→ **TASK BRIEF**: Given the listing below, write out exactly the lines starting with the line that has "the car wheel" and going on through the line that has "the paddle blade", both kept.

→ **DATASET RECORDS**:

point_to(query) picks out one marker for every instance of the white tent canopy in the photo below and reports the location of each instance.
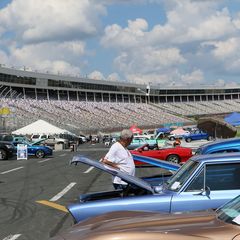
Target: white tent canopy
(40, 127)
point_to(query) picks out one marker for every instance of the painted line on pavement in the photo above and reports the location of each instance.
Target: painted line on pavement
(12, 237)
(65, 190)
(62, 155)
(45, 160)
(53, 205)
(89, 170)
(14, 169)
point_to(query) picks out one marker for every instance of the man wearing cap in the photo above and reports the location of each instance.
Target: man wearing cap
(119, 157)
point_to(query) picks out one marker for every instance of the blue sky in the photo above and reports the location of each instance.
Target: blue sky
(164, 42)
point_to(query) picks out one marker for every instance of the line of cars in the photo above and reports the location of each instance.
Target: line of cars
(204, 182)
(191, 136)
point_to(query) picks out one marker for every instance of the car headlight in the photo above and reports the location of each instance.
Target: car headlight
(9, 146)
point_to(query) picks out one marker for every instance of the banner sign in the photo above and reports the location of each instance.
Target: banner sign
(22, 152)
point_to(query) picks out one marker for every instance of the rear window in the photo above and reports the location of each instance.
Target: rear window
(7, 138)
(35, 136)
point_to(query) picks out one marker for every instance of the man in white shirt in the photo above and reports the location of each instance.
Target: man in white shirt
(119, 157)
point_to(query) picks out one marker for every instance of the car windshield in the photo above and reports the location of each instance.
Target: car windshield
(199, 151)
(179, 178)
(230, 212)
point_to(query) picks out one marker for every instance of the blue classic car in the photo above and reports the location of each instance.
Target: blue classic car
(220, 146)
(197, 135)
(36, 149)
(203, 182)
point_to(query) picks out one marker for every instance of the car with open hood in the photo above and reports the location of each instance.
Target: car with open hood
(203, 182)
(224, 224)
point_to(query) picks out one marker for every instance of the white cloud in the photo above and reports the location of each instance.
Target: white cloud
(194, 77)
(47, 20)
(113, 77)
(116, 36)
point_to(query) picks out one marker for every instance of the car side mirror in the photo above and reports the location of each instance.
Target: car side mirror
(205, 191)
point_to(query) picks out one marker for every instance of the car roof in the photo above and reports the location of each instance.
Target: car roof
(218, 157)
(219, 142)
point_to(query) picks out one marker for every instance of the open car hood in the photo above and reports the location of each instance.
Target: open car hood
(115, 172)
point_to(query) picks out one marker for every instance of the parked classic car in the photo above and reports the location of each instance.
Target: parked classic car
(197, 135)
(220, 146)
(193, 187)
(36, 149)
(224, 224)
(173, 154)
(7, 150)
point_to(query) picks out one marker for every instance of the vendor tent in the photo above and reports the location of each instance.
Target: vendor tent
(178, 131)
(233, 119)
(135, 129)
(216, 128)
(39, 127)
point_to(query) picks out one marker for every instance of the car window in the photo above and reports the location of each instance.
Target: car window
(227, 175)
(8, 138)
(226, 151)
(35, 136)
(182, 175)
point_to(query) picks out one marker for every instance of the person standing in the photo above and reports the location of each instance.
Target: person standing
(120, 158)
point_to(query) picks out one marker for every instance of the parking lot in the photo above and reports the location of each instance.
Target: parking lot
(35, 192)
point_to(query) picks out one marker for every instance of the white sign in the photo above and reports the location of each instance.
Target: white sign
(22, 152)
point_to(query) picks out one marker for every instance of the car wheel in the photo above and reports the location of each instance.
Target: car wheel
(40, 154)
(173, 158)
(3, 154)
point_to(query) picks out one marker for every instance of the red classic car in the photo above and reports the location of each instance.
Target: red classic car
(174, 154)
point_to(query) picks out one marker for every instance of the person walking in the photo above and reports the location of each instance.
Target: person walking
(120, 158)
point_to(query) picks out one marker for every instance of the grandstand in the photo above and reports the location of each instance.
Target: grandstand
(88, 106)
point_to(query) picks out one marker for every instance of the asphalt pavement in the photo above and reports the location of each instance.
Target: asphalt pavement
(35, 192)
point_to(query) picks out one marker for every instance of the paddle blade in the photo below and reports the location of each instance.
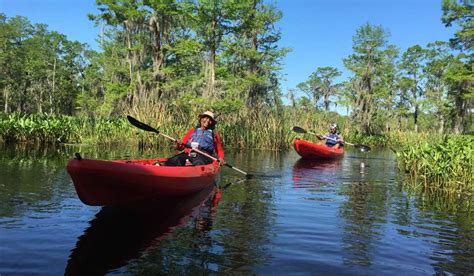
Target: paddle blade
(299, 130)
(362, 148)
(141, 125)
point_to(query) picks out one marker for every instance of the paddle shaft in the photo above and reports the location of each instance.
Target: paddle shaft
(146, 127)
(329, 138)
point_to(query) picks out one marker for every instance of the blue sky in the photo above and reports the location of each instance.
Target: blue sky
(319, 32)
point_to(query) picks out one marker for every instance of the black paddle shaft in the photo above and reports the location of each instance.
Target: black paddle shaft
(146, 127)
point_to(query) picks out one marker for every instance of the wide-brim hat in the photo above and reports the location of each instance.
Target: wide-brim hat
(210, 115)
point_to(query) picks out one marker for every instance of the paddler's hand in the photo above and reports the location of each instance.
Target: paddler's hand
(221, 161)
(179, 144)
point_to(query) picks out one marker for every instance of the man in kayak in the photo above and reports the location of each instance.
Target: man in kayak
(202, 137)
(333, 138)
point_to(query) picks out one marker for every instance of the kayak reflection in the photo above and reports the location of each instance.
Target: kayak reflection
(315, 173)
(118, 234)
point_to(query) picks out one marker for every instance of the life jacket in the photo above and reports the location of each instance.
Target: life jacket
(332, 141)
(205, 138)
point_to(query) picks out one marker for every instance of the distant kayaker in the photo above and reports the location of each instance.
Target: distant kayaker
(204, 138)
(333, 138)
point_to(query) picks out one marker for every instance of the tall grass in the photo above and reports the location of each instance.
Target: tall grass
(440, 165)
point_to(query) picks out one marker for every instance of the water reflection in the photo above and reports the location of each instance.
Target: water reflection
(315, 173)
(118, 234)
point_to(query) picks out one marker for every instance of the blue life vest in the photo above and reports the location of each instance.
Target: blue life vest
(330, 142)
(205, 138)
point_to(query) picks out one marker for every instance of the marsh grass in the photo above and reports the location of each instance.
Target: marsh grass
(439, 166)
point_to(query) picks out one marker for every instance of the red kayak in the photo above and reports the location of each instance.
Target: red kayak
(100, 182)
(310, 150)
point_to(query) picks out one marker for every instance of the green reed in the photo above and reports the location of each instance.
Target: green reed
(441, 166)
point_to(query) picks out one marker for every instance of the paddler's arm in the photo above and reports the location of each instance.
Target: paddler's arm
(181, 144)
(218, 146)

→ **WRITTEN RESPONSE**:
point_to(query) picks out one marker for every instance of the car wheel in the photo above and reports the location of each instance.
Target: car wheel
(40, 154)
(173, 158)
(3, 154)
point_to(query) picks out one marker for every instance of the red classic car in the photo above and reports the location of each instance.
Target: red classic car
(174, 154)
point_to(query) picks out one marker for every instance of the person walking in the photo above and reports the location of each instance.
Target: person walking
(120, 158)
point_to(query) picks out one marker for every instance of the grandstand in the photo above and reports the location of each instance.
Target: grandstand
(88, 106)
point_to(query) picks out one marker for every instance of the asphalt pavement in the photo above and reports the location of each instance.
Target: asphalt pavement
(35, 192)
point_to(query) picks out one marker for every instance of the paddle blade in the photo below and reports the location of each instance.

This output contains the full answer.